__Extract provided__
-------------------------
In Search of the Star

Christmas Eve we were returning from posole and tamales at my in-laws’ home, carne adovada and plática at our friends’ annual open house, and hot chocolate and luminarias in Old Town. One block north of our street, Henry slowed the car to flashing lights, an ambulance, police cars, a news van parked just beyond the police perimeter. When we reached home, our 8-year-old neighbor called out to P and ran across the street, a ritual she performs anytime both girls are home and awake.

“Thank you for my present. I’ll bring yours tomorrow.”

“You don’t have to do that, honey,” I said. “We just wanted to get you a little something.” I wanted her to talk about the watercolor paints and paper I’d wrapped and sent across the street with P earlier in the day. I wanted her to talk about her baby niece or getting her tooth pulled the week before, anything but the blue-red-blue-red lights behind her house. She is the eyes and ears of Atrisco, an inquisitive girl living in a family compound of older sisters, grandparents, mom, and visiting aunties who don’t always filter their conversations.

“They found a girl,” she said.

I remember my own 8- and 10- and 16-year-old self, growing up in a place where the police blotter was read on the local radio station, where the crimes were property damage or driving on an expired license. Our small town seemed impervious to murder, to robbery, to the shootings and stabbings reported on KOAT Channel 7. I thought Albuquerque was the most dangerous place in the world. Back in Deming the brown kids were shaped by the harsh tongue (and hand) of Sister Rosalie. In a town with one high school and one stoplight, everybody knows everybody else. If nothing else, fear of God and vergüenza kept us from mortal sin against our maker and our neighbors.

“That’s really horrible,” I said, standing next to P at our open gate, Henry and K already inside the house. “The police are still there. We don’t really know what happened yet.” It was Christmas Eve, Baby Jesus swaddled in the nativity manger, the white lights of our tree blinking through our living room window. P and I walked the girl back across the street, wishing her mom and grandma a Merry Christmas, not mentioning the red and blue glow still in view.
-------------------------
__Material__

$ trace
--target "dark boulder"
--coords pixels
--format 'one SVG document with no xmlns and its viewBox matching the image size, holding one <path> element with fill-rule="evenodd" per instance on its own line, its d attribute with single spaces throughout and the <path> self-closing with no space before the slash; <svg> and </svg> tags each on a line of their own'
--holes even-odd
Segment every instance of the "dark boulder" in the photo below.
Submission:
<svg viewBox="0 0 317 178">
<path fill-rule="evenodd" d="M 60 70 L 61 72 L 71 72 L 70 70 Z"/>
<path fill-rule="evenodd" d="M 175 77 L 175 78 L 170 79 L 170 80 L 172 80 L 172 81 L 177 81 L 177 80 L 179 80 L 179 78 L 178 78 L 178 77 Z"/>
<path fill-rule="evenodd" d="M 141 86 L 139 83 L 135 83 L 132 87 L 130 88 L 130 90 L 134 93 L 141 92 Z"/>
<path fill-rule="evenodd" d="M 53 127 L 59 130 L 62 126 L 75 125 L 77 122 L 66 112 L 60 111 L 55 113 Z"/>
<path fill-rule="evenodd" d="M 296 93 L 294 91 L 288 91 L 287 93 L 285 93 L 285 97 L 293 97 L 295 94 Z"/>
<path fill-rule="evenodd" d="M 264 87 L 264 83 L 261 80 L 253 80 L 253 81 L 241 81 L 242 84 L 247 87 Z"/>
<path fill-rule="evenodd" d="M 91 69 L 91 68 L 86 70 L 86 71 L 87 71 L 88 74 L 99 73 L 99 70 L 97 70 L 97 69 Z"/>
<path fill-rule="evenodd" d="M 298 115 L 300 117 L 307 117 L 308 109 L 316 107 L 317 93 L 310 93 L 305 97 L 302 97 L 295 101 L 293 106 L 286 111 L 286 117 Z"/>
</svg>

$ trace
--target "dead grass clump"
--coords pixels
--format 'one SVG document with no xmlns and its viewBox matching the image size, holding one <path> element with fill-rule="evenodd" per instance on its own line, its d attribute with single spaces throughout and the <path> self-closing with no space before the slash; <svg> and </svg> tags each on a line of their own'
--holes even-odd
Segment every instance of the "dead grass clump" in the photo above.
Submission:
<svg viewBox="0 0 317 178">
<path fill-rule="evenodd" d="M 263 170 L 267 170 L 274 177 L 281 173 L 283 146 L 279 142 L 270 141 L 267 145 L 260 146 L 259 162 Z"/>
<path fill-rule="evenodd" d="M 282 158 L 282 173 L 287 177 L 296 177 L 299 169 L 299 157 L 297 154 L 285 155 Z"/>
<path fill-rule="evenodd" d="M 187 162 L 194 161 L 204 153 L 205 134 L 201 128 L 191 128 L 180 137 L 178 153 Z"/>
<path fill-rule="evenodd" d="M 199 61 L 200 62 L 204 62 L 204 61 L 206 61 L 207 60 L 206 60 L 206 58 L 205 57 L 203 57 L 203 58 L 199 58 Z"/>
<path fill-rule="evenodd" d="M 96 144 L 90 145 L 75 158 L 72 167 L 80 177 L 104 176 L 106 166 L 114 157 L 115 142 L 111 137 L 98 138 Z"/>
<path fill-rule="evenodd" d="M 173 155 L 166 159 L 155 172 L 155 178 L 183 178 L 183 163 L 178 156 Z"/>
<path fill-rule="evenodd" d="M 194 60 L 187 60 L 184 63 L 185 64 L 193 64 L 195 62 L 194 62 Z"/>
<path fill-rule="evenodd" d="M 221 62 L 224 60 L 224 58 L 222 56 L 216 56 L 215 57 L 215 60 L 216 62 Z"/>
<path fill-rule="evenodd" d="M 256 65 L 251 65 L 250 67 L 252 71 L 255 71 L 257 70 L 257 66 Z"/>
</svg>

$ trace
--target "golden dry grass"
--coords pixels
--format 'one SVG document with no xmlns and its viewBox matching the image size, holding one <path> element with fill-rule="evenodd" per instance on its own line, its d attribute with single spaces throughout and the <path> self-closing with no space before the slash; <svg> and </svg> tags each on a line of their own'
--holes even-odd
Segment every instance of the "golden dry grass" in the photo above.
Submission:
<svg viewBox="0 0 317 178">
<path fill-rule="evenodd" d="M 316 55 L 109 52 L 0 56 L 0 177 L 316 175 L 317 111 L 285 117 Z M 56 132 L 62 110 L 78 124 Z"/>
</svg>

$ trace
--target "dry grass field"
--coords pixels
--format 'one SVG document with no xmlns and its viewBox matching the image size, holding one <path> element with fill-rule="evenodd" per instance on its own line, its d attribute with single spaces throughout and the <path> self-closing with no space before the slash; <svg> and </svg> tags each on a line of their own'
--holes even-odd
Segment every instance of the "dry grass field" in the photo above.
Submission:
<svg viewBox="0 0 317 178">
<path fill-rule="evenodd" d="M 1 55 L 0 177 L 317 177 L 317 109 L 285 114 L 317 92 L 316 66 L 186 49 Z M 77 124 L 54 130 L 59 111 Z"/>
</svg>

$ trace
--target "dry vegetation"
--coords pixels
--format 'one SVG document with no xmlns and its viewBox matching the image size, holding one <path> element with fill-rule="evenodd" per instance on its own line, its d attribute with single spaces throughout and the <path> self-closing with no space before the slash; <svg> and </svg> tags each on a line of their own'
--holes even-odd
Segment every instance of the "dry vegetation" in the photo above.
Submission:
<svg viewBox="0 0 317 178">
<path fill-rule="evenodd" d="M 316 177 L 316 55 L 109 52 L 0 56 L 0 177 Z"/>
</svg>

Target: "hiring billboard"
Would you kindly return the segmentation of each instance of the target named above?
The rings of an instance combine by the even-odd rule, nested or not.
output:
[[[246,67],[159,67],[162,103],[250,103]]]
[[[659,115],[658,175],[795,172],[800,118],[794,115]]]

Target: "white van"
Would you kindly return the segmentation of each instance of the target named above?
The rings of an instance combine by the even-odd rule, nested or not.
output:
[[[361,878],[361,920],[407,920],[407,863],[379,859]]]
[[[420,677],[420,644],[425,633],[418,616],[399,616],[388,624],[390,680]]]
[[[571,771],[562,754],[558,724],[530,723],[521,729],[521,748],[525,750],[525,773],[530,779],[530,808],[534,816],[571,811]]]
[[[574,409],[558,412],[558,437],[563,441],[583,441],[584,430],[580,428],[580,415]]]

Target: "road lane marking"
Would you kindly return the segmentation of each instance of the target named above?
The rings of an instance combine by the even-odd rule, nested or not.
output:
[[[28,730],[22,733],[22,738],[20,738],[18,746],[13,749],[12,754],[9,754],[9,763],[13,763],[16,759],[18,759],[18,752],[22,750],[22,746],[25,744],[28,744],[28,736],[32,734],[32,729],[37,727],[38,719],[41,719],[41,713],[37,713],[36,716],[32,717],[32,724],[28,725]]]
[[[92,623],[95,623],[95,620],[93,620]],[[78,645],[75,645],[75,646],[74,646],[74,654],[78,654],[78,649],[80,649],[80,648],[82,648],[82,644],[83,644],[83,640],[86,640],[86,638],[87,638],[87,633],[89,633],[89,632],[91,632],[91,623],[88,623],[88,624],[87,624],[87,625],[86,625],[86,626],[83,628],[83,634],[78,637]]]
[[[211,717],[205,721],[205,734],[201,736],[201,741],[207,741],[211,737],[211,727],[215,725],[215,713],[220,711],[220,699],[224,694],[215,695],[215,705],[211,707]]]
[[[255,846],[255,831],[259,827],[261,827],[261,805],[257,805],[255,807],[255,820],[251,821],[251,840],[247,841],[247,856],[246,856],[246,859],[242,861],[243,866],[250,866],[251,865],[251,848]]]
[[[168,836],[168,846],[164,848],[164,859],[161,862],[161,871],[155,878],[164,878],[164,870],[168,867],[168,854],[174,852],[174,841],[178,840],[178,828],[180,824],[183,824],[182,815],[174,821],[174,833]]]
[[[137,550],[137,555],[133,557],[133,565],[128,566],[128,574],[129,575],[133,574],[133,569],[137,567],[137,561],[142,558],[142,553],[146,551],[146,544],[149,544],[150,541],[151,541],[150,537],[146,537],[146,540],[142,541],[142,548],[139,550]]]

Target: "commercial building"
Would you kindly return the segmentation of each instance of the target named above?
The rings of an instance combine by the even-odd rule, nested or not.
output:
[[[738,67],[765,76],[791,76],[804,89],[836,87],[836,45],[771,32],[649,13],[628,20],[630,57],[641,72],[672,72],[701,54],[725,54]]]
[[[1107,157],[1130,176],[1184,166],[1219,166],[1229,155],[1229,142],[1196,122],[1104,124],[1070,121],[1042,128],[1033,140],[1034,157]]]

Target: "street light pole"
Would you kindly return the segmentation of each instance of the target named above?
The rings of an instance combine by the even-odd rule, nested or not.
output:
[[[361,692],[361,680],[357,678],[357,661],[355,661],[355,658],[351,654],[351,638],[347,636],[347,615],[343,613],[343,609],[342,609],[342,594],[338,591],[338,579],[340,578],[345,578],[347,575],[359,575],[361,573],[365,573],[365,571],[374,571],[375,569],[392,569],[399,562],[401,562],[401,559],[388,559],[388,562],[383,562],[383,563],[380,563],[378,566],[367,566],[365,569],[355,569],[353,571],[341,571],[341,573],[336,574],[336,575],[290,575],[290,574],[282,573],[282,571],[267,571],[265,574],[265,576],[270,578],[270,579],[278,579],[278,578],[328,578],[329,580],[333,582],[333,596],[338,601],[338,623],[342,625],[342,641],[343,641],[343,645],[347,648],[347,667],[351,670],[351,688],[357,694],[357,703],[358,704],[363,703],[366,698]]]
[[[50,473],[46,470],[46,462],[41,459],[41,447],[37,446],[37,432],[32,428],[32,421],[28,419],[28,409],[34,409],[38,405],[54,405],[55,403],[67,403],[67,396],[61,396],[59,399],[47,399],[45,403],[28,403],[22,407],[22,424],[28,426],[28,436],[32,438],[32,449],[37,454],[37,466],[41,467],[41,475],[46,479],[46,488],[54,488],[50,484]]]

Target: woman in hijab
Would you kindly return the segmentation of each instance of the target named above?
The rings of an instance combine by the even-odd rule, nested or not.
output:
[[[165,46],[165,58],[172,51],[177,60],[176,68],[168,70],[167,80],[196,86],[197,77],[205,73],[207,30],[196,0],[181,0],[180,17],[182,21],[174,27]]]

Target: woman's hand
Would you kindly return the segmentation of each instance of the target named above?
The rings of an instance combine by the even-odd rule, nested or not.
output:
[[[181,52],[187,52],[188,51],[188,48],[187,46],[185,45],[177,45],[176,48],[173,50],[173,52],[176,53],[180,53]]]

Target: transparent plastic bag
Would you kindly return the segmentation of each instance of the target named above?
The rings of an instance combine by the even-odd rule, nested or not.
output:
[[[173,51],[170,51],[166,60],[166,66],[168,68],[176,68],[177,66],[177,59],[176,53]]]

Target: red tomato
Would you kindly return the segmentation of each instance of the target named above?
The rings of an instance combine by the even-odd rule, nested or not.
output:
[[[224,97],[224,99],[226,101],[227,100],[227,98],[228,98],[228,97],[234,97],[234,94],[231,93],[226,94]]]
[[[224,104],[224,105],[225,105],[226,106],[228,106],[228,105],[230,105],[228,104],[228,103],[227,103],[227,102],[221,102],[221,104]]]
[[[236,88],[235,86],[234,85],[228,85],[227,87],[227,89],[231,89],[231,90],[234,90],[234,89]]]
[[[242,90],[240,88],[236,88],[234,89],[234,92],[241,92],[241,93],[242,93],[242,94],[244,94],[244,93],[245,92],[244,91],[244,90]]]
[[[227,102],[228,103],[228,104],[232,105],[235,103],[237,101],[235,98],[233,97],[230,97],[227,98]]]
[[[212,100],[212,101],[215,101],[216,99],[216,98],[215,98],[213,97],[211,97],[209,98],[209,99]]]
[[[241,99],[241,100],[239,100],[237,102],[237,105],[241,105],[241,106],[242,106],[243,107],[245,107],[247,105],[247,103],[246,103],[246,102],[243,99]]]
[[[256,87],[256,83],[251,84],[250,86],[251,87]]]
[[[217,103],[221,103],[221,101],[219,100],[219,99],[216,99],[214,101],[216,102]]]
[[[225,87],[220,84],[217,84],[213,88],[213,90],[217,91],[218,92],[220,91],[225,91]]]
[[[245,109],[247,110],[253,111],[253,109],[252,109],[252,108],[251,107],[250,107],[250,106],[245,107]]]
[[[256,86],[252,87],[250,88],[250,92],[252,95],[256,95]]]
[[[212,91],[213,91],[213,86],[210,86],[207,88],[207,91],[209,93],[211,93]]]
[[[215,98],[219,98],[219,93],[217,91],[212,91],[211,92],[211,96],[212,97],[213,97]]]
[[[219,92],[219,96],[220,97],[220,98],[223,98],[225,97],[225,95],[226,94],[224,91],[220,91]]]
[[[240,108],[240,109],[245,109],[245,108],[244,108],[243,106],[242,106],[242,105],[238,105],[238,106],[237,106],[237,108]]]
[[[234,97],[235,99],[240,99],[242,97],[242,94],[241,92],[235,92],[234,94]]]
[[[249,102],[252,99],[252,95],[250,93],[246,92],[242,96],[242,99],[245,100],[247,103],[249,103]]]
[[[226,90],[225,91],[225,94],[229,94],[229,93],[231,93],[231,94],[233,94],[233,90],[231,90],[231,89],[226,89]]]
-------------------------
__Challenge 1__
Reproduce the passage of the Christmas Eve essay that begins at the words "In Search of" and stops after the words "home and awake.".
__Challenge 2__
List every food and drink that the Christmas Eve essay mentions.
Nothing in the records is needed here.

__Written answer 1__
In Search of the Star

Christmas Eve we were returning from posole and tamales at my in-laws’ home, carne adovada and plática at our friends’ annual open house, and hot chocolate and luminarias in Old Town. One block north of our street, Henry slowed the car to flashing lights, an ambulance, police cars, a news van parked just beyond the police perimeter. When we reached home, our 8-year-old neighbor called out to P and ran across the street, a ritual she performs anytime both girls are home and awake.

__Written answer 2__
posole, tamales, carne adovada, hot chocolate